• **YOUR INSTRUCTIONS**:
Copy everything from the line containing "the water surface" down to the line containing "[441, 166, 511, 188]", raising each bounding-box coordinate in the answers by 29 and leaving all other text unchanged.

• **Dataset records**:
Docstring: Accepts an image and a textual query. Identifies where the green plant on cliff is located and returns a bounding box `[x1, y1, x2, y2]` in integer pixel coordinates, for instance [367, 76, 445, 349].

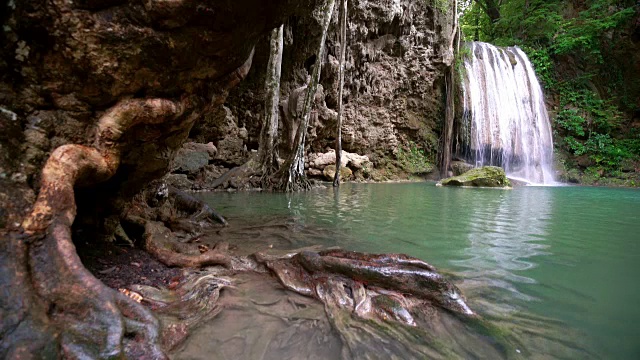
[425, 0, 450, 13]
[461, 0, 640, 183]
[396, 141, 434, 174]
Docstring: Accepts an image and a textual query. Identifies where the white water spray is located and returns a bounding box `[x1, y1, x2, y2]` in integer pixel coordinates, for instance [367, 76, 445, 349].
[455, 42, 554, 184]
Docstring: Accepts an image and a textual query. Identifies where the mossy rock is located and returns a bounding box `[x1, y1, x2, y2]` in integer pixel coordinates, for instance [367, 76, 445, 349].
[440, 166, 511, 187]
[322, 165, 353, 181]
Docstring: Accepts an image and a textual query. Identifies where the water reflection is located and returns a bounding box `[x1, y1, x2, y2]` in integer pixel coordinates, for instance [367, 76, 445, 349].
[452, 189, 554, 301]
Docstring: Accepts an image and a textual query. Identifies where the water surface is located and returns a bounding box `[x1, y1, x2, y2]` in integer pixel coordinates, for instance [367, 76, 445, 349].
[195, 183, 640, 359]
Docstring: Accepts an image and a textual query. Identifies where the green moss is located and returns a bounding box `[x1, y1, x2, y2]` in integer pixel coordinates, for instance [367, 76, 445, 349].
[441, 166, 511, 188]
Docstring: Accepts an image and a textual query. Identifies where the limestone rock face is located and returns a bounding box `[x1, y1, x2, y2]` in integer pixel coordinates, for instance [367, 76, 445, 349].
[205, 0, 453, 165]
[440, 166, 511, 187]
[307, 150, 373, 181]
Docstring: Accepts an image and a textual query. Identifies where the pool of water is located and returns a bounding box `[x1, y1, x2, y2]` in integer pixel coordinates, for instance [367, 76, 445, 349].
[195, 183, 640, 359]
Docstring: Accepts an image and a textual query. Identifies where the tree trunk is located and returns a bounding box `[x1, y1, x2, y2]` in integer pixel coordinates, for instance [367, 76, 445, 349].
[333, 0, 348, 187]
[259, 25, 284, 183]
[275, 0, 335, 191]
[440, 1, 460, 178]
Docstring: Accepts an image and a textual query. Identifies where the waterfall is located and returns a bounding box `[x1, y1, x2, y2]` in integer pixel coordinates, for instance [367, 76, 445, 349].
[455, 42, 554, 184]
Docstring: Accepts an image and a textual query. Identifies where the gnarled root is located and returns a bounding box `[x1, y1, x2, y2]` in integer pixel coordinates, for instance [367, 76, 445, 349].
[169, 186, 228, 226]
[264, 250, 474, 325]
[255, 250, 513, 359]
[144, 221, 231, 267]
[132, 274, 231, 351]
[11, 99, 193, 358]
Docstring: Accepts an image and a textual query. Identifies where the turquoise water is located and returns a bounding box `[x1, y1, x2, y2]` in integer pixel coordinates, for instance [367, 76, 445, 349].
[202, 183, 640, 359]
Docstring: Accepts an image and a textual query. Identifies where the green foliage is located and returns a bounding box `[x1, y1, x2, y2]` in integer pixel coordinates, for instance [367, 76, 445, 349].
[454, 46, 472, 79]
[552, 0, 634, 63]
[396, 141, 434, 174]
[522, 46, 557, 89]
[461, 0, 640, 177]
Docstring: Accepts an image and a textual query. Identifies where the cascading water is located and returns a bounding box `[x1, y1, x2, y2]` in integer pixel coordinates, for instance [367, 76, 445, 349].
[455, 42, 554, 184]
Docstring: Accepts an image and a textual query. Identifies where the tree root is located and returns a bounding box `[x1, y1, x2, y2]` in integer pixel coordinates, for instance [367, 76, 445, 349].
[258, 250, 474, 326]
[13, 99, 196, 358]
[132, 274, 231, 351]
[144, 221, 231, 267]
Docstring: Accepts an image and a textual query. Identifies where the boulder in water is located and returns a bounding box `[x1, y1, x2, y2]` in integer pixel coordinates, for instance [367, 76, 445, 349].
[440, 166, 511, 187]
[451, 161, 473, 176]
[322, 165, 353, 181]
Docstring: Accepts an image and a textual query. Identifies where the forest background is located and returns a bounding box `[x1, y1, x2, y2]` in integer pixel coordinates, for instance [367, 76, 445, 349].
[457, 0, 640, 186]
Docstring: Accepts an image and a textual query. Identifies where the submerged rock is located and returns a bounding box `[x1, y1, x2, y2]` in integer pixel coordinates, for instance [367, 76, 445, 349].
[451, 161, 473, 176]
[322, 165, 353, 181]
[440, 166, 511, 187]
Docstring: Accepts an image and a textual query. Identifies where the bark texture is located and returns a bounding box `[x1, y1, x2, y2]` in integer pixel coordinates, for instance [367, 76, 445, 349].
[0, 0, 313, 359]
[333, 0, 349, 187]
[258, 25, 284, 178]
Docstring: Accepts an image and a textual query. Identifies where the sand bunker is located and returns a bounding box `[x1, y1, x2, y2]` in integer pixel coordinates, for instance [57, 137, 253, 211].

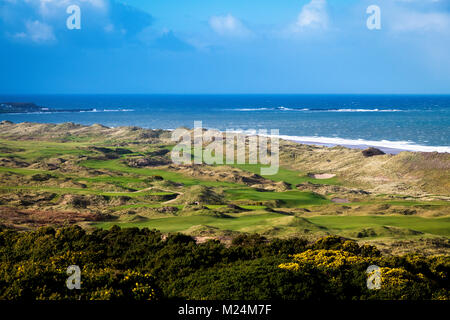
[308, 173, 336, 179]
[331, 198, 350, 203]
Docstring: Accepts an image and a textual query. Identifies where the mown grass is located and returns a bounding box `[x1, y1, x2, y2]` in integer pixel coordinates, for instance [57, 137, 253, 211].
[226, 188, 331, 208]
[92, 212, 450, 237]
[231, 164, 339, 187]
[81, 159, 242, 188]
[307, 215, 450, 236]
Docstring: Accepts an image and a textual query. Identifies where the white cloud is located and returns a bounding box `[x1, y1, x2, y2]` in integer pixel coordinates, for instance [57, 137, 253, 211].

• **FINISHED EXERCISE**:
Docstring: Accepts an image and a textual query. Identifies where the water surface is located and returns a bounding box `[x1, y1, x2, y2]` in integer pixel coordinates, for instance [367, 76, 445, 349].
[224, 212, 669, 388]
Docstring: Accepts an image and a textual query. Identifies where the green moss is located and returns a bounding box `[x1, y1, x2, y2]` in integer pixel coordinates, for instance [367, 76, 445, 349].
[470, 195, 540, 217]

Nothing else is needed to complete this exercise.